◆ **READING PASSAGE**
<<<<
You are viewing a plain text version of this content. The canonical link for it is here.

Posted to user@gobblin.apache.org by Abhishek Tiwari <fi...@gmail.com> on 2018/03/23 18:49:19 UTC

Re: TimeBasedPartitioner for Hive ORC Files

I think you need an implementation of TimeBasedWriterPartitioner. eg. refer
to this: TimeBasedAvroWriterPartitioner
So, the partitioning will be at Gobblin side rather than ORC Serde, so you
wouldn't need to modify / extend it.

Abhishek

On Mon, Dec 11, 2017 at 7:35 PM, Prateek Gupta <pr...@myntra.com>
wrote:

> Any advice or information aimed at resolving this difficulty, would be
> appreciated.
>
> On 8 Dec 2017 11:28 a.m., "Prateek Gupta" <pr...@myntra.com>
> wrote:
>
>> Hi,
>>
>> How can one go about creating the TimeBasedPartitioner for Hive ORC
>> files? Class *OrcSerdeRow* is *final* and available at *package* level
>> only!
>>
>> Thanks & Regards,
>> Prateek Gupta
>>
>

Re: TimeBasedPartitioner for Hive ORC Files

Posted by Prateek Gupta <pr...@myntra.com>.

Thanks for the response, Abhishek!
PFB the code for the implementation of TimeBasedOrcWriterPartitioner. The
*hitch* was that we're not able to access the field *realrow* of class
*OrcSerdeRow* as it is a *final* class and available at *package* level
only.
>>>>
◆ **STORED DATA**
<<<<
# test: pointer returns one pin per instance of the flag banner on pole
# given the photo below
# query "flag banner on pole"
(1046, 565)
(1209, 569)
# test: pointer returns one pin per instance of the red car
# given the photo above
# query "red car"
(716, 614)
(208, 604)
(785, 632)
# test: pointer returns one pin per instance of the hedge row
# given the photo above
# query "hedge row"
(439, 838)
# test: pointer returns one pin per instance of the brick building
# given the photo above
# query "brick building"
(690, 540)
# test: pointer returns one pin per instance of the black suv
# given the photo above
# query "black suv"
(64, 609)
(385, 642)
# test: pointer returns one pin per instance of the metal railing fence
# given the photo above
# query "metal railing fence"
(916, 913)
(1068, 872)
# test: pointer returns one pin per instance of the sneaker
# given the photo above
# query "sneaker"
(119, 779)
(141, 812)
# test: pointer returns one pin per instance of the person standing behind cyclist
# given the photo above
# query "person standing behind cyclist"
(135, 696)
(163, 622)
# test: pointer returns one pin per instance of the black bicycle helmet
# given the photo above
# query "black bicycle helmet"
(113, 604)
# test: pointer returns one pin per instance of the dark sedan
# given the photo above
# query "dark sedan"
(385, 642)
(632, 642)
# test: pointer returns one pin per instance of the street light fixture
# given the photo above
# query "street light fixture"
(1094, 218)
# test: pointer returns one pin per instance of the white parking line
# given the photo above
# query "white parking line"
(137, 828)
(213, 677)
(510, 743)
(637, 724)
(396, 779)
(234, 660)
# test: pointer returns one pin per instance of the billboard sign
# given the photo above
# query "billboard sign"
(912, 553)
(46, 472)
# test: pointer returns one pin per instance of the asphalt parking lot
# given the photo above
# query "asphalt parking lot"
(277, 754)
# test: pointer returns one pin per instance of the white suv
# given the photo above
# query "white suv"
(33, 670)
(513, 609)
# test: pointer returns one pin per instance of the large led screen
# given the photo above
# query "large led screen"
>>>>
◆ **GIVEN REQUEST**
Can you rewrite the mailing-list thread starting at "You are viewing" and ending at "modify / extend it.", swapping out "ORC" for "Parquet" each time it appears?

◆ **THE SOLUTION**
You are viewing a plain text version of this content. The canonical link for it is here.

Posted to user@gobblin.apache.org by Abhishek Tiwari <fi...@gmail.com> on 2018/03/23 18:49:19 UTC

Re: TimeBasedPartitioner for Hive Parquet Files

I think you need an implementation of TimeBasedWriterPartitioner. eg. refer
to this: TimeBasedAvroWriterPartitioner
So, the partitioning will be at Gobblin side rather than Parquet Serde, so you
wouldn't need to modify / extend it.